* **Passage**:
# # # # #

Member of the Oakland County Board of Commissioners
- Incumbent
- Assumed office January 1, 2005
- Preceded by: Peter Webster
- Constituency: 18th district (2005–2013) 19th district (2013–2023) 1st district (2023–present)

Member of the Michigan House of Representatives
- In office January 1, 1999 – January 1, 2005
- Preceded by: John Freeman
- Succeeded by: Marie Donigan
- Constituency: 34th district (1999–2003) 26th district (2003–2005)

Personal details
- Born: 1976 (age 49–50)
- Party: Democratic
- Spouse: Stacie Woodward
- Children: 2
- Education: Wayne State University (BA)

= Dave Woodward =

American politician

David T. "Dave" Woodward (born 1976) is an American politician currently serving as chairman of the Oakland County Board of Commissioners since 2019. A member of the Democratic Party, he has served on the Board of Commissioners since 2005. He previously served as a member of the Michigan House of Representatives from 1999 to 2004, representing District 26.

Outside of his service on the Board of Commissioners, Woodward owns the political consulting firm Pivot Point Strategies, whose clients include Sheetz and six Democratic members of the Board of Commissioners. As of April 2026, Woodward is the subject of a recall petition.

# # # # #

Stored items:
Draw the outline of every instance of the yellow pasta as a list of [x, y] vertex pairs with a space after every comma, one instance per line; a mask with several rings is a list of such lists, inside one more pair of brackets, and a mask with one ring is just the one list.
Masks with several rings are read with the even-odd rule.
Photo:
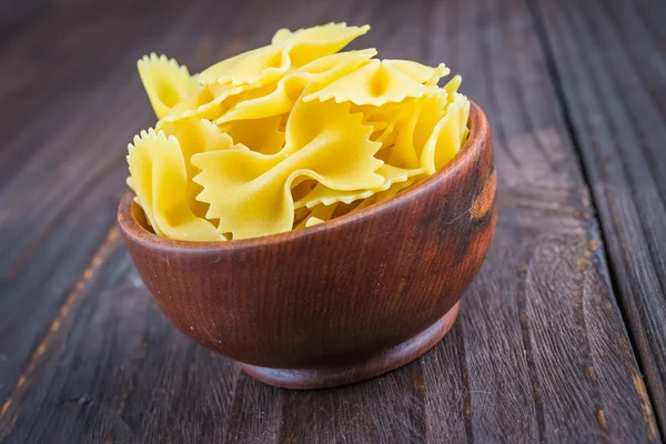
[[329, 23], [295, 32], [281, 30], [282, 38], [272, 44], [213, 64], [199, 79], [204, 83], [233, 85], [266, 83], [281, 78], [290, 68], [340, 51], [369, 30], [369, 26], [359, 28], [346, 23]]
[[437, 68], [427, 67], [412, 60], [384, 60], [383, 63], [397, 68], [418, 83], [434, 87], [441, 78], [448, 75], [451, 70], [444, 63]]
[[235, 120], [223, 123], [220, 129], [229, 134], [234, 143], [241, 143], [262, 154], [275, 154], [284, 147], [282, 115], [258, 120]]
[[128, 147], [155, 234], [225, 241], [301, 230], [392, 199], [467, 140], [462, 78], [375, 49], [370, 27], [280, 29], [270, 44], [190, 75], [164, 56], [139, 73], [158, 117]]
[[422, 174], [423, 169], [403, 170], [402, 168], [383, 164], [376, 171], [377, 174], [382, 175], [384, 183], [375, 189], [362, 189], [362, 190], [334, 190], [322, 183], [317, 184], [307, 195], [294, 202], [295, 208], [306, 206], [313, 208], [319, 204], [332, 205], [336, 202], [352, 203], [354, 201], [370, 198], [371, 195], [381, 191], [389, 190], [391, 185], [398, 182], [404, 182], [407, 179]]
[[190, 159], [199, 152], [232, 148], [234, 140], [230, 134], [223, 133], [220, 128], [209, 120], [203, 119], [183, 119], [179, 122], [163, 122], [159, 130], [179, 141], [186, 172], [188, 204], [198, 218], [204, 218], [208, 204], [196, 200], [196, 195], [202, 191], [202, 188], [192, 181], [199, 171], [190, 163]]
[[158, 119], [165, 117], [180, 101], [194, 91], [199, 83], [190, 77], [186, 67], [181, 67], [167, 56], [144, 56], [137, 62], [139, 75]]
[[286, 125], [285, 148], [273, 155], [245, 150], [195, 154], [202, 170], [194, 178], [210, 204], [208, 218], [220, 219], [220, 232], [233, 239], [291, 230], [294, 202], [291, 186], [307, 176], [337, 190], [376, 188], [382, 162], [373, 155], [372, 129], [351, 114], [349, 104], [299, 102]]
[[161, 131], [142, 131], [128, 151], [130, 183], [157, 233], [183, 241], [224, 240], [188, 204], [186, 169], [178, 139]]
[[434, 87], [420, 83], [393, 64], [373, 60], [321, 91], [306, 95], [304, 100], [335, 100], [337, 103], [381, 107], [389, 102], [402, 102], [406, 98], [420, 98], [432, 91]]
[[310, 85], [310, 90], [324, 88], [337, 78], [352, 72], [375, 54], [376, 50], [367, 49], [341, 52], [314, 60], [282, 78], [271, 93], [239, 102], [233, 110], [218, 119], [216, 123], [287, 113], [306, 85]]

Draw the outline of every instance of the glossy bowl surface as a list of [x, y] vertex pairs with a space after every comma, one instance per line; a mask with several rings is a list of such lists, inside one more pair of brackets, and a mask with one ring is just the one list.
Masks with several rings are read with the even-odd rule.
[[453, 324], [491, 245], [493, 145], [472, 103], [466, 145], [393, 199], [310, 229], [198, 243], [144, 229], [128, 193], [118, 220], [167, 317], [251, 375], [293, 389], [404, 365]]

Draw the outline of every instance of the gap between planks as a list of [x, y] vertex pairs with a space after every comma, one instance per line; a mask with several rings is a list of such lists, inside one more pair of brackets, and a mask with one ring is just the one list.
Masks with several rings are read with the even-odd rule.
[[[559, 111], [561, 111], [562, 119], [563, 119], [565, 128], [566, 128], [566, 132], [567, 132], [568, 137], [571, 138], [572, 147], [576, 153], [576, 162], [578, 163], [578, 170], [581, 171], [581, 174], [583, 176], [583, 181], [584, 181], [585, 185], [587, 186], [588, 190], [591, 190], [589, 198], [588, 198], [589, 204], [592, 206], [594, 214], [599, 214], [597, 198], [592, 192], [593, 183], [589, 180], [589, 173], [585, 165], [585, 162], [583, 162], [583, 153], [582, 153], [583, 150], [581, 148], [582, 147], [581, 140], [578, 139], [578, 134], [576, 133], [576, 130], [574, 128], [574, 123], [573, 123], [571, 111], [569, 111], [569, 105], [566, 101], [566, 95], [564, 93], [562, 79], [557, 71], [557, 65], [556, 65], [556, 61], [555, 61], [555, 56], [553, 53], [552, 43], [548, 39], [547, 32], [544, 27], [544, 18], [543, 18], [541, 11], [538, 10], [538, 7], [536, 4], [534, 4], [534, 0], [525, 0], [525, 3], [527, 7], [527, 10], [529, 11], [529, 16], [532, 17], [532, 21], [534, 23], [534, 30], [538, 37], [537, 41], [541, 47], [542, 53], [544, 56], [548, 77], [551, 78], [553, 88], [555, 90], [555, 97], [557, 98], [557, 103], [559, 105]], [[598, 225], [598, 233], [599, 233], [599, 236], [602, 240], [602, 244], [607, 245], [608, 242], [607, 242], [606, 233], [601, 224]], [[643, 363], [640, 362], [640, 360], [638, 359], [637, 353], [636, 353], [636, 350], [637, 350], [636, 349], [636, 337], [635, 337], [634, 333], [632, 332], [632, 330], [628, 327], [628, 323], [627, 323], [627, 319], [626, 319], [626, 310], [625, 310], [626, 307], [624, 306], [622, 299], [618, 297], [619, 284], [617, 282], [617, 276], [613, 272], [613, 270], [615, 270], [617, 264], [615, 263], [615, 261], [610, 256], [610, 254], [606, 251], [606, 249], [602, 249], [601, 254], [603, 255], [605, 262], [608, 264], [608, 280], [609, 280], [610, 291], [614, 295], [613, 300], [615, 301], [615, 303], [617, 304], [617, 306], [619, 309], [618, 312], [620, 314], [620, 319], [622, 319], [622, 323], [623, 323], [625, 333], [626, 333], [626, 335], [629, 340], [629, 344], [632, 346], [634, 361], [636, 362], [636, 366], [638, 367], [638, 371], [640, 372], [640, 374], [644, 374]], [[645, 382], [643, 381], [643, 379], [639, 375], [633, 375], [632, 379], [634, 382], [634, 389], [636, 390], [636, 393], [638, 394], [638, 396], [642, 400], [643, 413], [644, 413], [645, 421], [648, 424], [650, 435], [654, 438], [656, 438], [657, 436], [663, 436], [664, 431], [662, 430], [662, 425], [658, 424], [658, 422], [656, 421], [656, 417], [654, 415], [654, 412], [652, 411], [653, 396], [650, 394], [649, 386], [645, 384]], [[599, 421], [599, 423], [601, 424], [605, 423], [603, 410], [597, 415], [598, 415], [597, 420]]]
[[[9, 392], [9, 396], [7, 397], [7, 401], [0, 408], [0, 440], [2, 440], [7, 435], [9, 435], [9, 433], [11, 433], [11, 430], [13, 428], [13, 424], [16, 424], [17, 418], [20, 414], [20, 407], [14, 405], [14, 407], [12, 408], [14, 398], [17, 397], [18, 394], [20, 394], [21, 387], [26, 384], [26, 381], [30, 377], [30, 374], [37, 367], [37, 364], [39, 363], [40, 357], [44, 354], [44, 352], [47, 351], [47, 347], [51, 343], [51, 339], [60, 330], [63, 319], [70, 313], [72, 306], [77, 302], [79, 302], [81, 300], [81, 297], [85, 294], [84, 290], [88, 287], [88, 284], [92, 281], [92, 278], [97, 274], [100, 266], [104, 263], [104, 260], [109, 256], [111, 251], [113, 251], [113, 249], [117, 246], [117, 244], [119, 243], [119, 239], [120, 239], [120, 230], [118, 229], [115, 221], [114, 221], [111, 229], [109, 229], [109, 231], [107, 232], [107, 235], [104, 236], [104, 240], [100, 244], [99, 249], [93, 254], [88, 266], [83, 270], [83, 272], [77, 280], [74, 287], [70, 291], [70, 293], [64, 299], [64, 302], [62, 303], [62, 305], [60, 306], [60, 310], [58, 311], [58, 315], [53, 319], [53, 321], [51, 321], [49, 330], [47, 331], [44, 336], [39, 342], [37, 349], [30, 356], [30, 361], [28, 362], [26, 370], [23, 370], [23, 372], [21, 372], [21, 375], [17, 380], [17, 383]], [[13, 412], [13, 411], [16, 411], [16, 412], [8, 423], [6, 420], [6, 415], [9, 412]]]

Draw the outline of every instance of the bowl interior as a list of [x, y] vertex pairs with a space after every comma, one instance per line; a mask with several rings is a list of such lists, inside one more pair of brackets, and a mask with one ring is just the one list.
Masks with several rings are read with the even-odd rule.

# # # # #

* **Problems to solve**:
A. What political consulting firm does Woodward own, according to the Dave Woodward profile?
B. Transcribe the portion of the Dave Woodward profile between "- Party: Democratic" and "a recall petition.", inclusive.

* **Solution list**:
A. Pivot Point Strategies

B.
- Party: Democratic
- Spouse: Stacie Woodward
- Children: 2
- Education: Wayne State University (BA)

= Dave Woodward =

American politician

David T. "Dave" Woodward (born 1976) is an American politician currently serving as chairman of the Oakland County Board of Commissioners since 2019. A member of the Democratic Party, he has served on the Board of Commissioners since 2005. He previously served as a member of the Michigan House of Representatives from 1999 to 2004, representing District 26.

Outside of his service on the Board of Commissioners, Woodward owns the political consulting firm Pivot Point Strategies, whose clients include Sheetz and six Democratic members of the Board of Commissioners. As of April 2026, Woodward is the subject of a recall petition.